Copyright © Paula Darkins 2009

Monday, November 2, 2009

Finding the Love, by J

I am a person who has had a hard time "Finding the Love" for myself. I am very good at giving it away, giving so much away that I often feel very empty. Don't get me wrong I love my children, my family, my spouse and my friends, but I have some sort of block when it come to receiving it. I know now that I am a work in progress. That my issues of being unable to find the love come from major abandonment issues and trust issues that were formed when I was a baby.. I am asking GOD to help me peel back the battle scares for I know to go back and restart is the only to to breakdown the blockage. If my life was a chapter book. I would start with Chapter 1 .. Love ME first.... to love me is to love GOD..

We Are CHOSEN, by P

"Before I formed you in the womb I knew you,
before you were born I set you apart;
I appointed you as a prophet to the nations."

Given entries
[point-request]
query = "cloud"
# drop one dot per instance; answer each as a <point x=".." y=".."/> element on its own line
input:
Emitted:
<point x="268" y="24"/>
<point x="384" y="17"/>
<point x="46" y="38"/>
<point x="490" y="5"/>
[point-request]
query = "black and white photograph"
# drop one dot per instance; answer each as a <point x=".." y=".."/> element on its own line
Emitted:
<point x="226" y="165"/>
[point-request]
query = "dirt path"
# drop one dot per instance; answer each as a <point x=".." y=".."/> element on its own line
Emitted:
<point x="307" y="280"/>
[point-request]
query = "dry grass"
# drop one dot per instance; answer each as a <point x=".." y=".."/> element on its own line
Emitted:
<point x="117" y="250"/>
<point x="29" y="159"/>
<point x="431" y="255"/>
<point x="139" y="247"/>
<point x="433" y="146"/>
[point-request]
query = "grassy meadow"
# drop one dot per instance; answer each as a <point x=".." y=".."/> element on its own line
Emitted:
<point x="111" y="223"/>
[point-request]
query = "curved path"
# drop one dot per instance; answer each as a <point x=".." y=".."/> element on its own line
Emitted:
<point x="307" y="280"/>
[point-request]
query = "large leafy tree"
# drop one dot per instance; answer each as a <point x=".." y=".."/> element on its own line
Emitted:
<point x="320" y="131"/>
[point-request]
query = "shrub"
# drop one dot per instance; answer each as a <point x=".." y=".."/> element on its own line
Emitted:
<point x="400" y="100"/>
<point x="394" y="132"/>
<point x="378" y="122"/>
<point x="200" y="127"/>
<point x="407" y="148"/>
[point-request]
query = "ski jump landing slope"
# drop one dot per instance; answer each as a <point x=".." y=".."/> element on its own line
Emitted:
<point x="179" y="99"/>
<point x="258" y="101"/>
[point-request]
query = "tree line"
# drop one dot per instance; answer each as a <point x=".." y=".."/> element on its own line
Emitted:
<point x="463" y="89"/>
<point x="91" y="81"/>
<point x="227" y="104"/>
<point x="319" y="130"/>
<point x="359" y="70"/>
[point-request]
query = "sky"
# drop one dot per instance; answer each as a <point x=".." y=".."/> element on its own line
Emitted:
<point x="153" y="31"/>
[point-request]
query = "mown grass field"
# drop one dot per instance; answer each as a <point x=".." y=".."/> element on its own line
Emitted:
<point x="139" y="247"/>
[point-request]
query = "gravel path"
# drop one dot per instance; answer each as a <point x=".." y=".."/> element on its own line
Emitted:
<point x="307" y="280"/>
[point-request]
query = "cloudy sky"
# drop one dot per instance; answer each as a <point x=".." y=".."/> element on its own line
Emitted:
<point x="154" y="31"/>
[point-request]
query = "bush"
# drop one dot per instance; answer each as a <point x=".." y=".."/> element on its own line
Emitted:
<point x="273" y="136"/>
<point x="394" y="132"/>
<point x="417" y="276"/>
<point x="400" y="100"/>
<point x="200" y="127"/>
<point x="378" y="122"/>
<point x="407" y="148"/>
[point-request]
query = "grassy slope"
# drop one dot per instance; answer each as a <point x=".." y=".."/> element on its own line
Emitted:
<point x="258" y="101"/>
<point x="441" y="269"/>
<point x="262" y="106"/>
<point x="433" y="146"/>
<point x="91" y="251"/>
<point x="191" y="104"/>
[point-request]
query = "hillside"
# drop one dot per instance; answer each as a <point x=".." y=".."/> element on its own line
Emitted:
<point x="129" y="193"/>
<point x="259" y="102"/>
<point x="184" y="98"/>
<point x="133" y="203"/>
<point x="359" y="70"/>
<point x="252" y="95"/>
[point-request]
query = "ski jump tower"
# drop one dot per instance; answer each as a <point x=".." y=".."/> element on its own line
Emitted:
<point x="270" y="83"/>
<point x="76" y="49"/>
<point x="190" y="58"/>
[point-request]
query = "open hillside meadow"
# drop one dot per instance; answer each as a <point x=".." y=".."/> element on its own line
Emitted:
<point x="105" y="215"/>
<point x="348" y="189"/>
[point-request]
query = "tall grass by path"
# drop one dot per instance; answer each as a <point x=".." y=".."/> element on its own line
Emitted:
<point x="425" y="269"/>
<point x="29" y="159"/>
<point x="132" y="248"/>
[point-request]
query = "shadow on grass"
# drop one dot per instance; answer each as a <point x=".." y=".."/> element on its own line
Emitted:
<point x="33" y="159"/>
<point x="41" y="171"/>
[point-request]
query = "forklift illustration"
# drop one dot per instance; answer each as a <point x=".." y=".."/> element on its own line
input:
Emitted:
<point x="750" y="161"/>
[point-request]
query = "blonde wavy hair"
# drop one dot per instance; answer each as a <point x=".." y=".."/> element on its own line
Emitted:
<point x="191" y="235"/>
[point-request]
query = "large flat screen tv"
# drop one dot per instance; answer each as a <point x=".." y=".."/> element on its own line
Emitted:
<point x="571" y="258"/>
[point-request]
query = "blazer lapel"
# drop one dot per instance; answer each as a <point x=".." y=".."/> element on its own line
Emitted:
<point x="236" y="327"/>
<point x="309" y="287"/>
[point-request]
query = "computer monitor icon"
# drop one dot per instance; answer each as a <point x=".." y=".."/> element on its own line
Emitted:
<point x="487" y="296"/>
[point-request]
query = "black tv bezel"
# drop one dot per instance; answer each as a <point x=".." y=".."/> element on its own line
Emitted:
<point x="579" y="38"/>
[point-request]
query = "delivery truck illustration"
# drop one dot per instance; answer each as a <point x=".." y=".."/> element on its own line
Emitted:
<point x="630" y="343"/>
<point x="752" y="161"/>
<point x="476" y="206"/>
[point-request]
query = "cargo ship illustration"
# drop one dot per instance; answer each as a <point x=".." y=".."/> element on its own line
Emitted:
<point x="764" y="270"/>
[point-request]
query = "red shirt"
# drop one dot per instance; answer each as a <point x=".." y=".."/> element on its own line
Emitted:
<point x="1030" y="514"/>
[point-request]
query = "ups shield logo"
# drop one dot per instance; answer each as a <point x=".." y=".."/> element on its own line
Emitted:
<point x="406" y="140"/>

Activity list
1. Answer these questions about the blog excerpt:
(a) Which people does the writer of "Finding the Love" say they love?
(b) According to that writer, what issues cause their difficulty in finding love, and when were they formed?
(c) What is the title of the second entry, and who is it by?
2. Summarize the blog excerpt in two sentences.
3. Continue the blog entry "We Are CHOSEN" from the end of its opening quotation.

Activity answers
1.
(a) Their children, family, spouse and friends.
(b) Major abandonment issues and trust issues, formed when the writer was a baby.
(c) "We Are CHOSEN," by P.

2. In "Finding the Love," J describes being good at giving love but having a block when it comes to receiving it, traces this to abandonment and trust issues formed in infancy, and asks God for help, with "Love ME first" as Chapter 1. A second entry, "We Are CHOSEN" by P, begins with a quotation saying the one addressed was known before being formed in the womb, set apart before birth, and appointed as a prophet to the nations.

3.
This applies to everyone. However It is especially important for those of us who have been adopted in forming our identity. We have a distinct point of origin and can be confident in our beginnings. We were with God. He knew us first. He created us. And he has a purpose for our lives. When we are hit with feelings of rejection, and abandonment and questions about who we are, we can clear this up by going back to the beginning. Not everything is perfect along the way. We have or will experience painful situations because that is life. The only way I have found, through the madness, is to remember that God created me with a destiny and nothing can stop me if I remember that I am more than my experiences. I am not defined by my experiences. I am defined by my God. He says I am priceless. He says I am wonderfully made. He says I am full of everything I need to live a great life. I choose to believe this because I know it is true in my heart. I have felt really, really worthless. I have felt extremely rejected and invisible. I have felt used and abused. I have felt discarded and alone. I felt sad and desperate for love. I went looking for the answers mostly in other people. I wanted them to make me feel good. To give me their time and attention so I could feel love, but what I found is the burden on them is too great. It wears them out and crushes the love that existed. I was caught in a cycle of frustration with my relationships because of this and always ended up empty, lonely, hurt, rejected, and abandoned. FINALLY, I found that this love is INSIDE me. When I was able to clear away the sadness and pain because I was so sick and tired of feeling it, I found me. A me that I could love. Just as I was demanding more God put a friend in my life to remind me of my true beginnings; to speak the truth to my soul and awaken the person within that has always been me. She exists in you and she is wonderful....get to know know her and love her unconditionally. She is waiting for YOU.